• _PROBLEM STATEMENT_
Pick up the article below about Kyra Warrell's fight to save her leg and continue it from its final sentence.

A Brighton Mum has launched a crowdfunding campaign in a desperate bid to save her young daughter’s leg.
Westdene Primary School pupil Kyra Warrell, age six, was born with a rare condition called Proximal Focal Femoral Deficiency (PFFD), which means her left leg is deformed and will not grow properly.
Surgery that would lengthen Kyra’s leg is available, but only at a specialist, overseas clinic. Doctors in the UK have so far offered only to amputate her leg, so that she can wear a prosthetic limb more easily.
But Kyra’s mum Rima Warrell, 39, is vowing to put everything into the fight to save her daughter’s leg.
Rima said: “We are working longer hours and are putting all our savings into this. We’ll max out our credit cards and, if we have to, we’ll sell our house.
“This operation absolutely has to happen. The alternative is a lifetime of disability.”
The family needs to raise £58,000 so Kyra can fly to Haifa, Israel, where she’ll be operated on by world-renowned orthopaedic surgeons from the Paley Institute, Florida. It’ll be the first of a number of operations Kyra will need, up until the age of 16.
“We’re hoping that, by getting the word out, generous people will donate to Kyra’s fund and help us raise the £58,000 we need for her first operation in February,” says Rima.
“Our dream is that Kyra can walk with both feet on the floor. This dream would be permanently taken away if her leg was amputated. And, as an amputee, Kyra would face a lifetime of physical difficulties.”
PFFD affects fewer than 1 in 50,000 children in the world. Rima said: “Although the NHS does lengthen legs for those with PFFD, several orthopaedic surgeons have told us it’s too difficult for the NHS to treat Kyra’s leg by lengthening, due to the severity of her case.

[Photo-based referring expression data]
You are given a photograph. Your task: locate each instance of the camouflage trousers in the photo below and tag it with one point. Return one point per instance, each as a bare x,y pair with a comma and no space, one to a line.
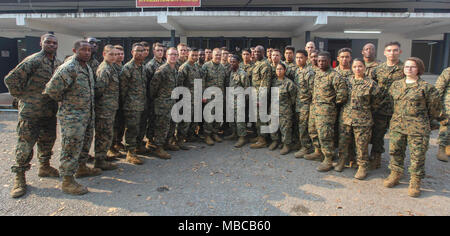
379,129
76,139
165,129
303,118
285,129
355,137
40,131
104,135
133,128
418,146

• _ANSWER BELOW_
“That’s why she needs to be treated by the world’s best surgeon. He has the experience, technology and the team behind him.”
Kyra, who lives with her mum Rima, an event manager, dad Neil, 45, an NHS project manager, and sister Mia, age 4, has a deformed hip, a shortened left thigh and an unstable knee and ankle. She has to wear a bulky and heavy prosthetic to help her walk, leading to pain and secondary medical problems.
“Kyra can’t wait to take her prosthetic leg off. It’s hot and makes her leg and muscles sore.”
But Rima says young Kyra is also determined to live life to the full.
“Kyra is bright, joyful and mischievous. Like any other little girl her age, she loves playing energetically with her friends,” says Rima.
“Kyra loves ballet, but her prosthetic stops her from really getting involved. She has also tried football for junior amputees with Brighton & Hove Albion, but she feels slow and her real foot gets in the way if she kicks the ball.”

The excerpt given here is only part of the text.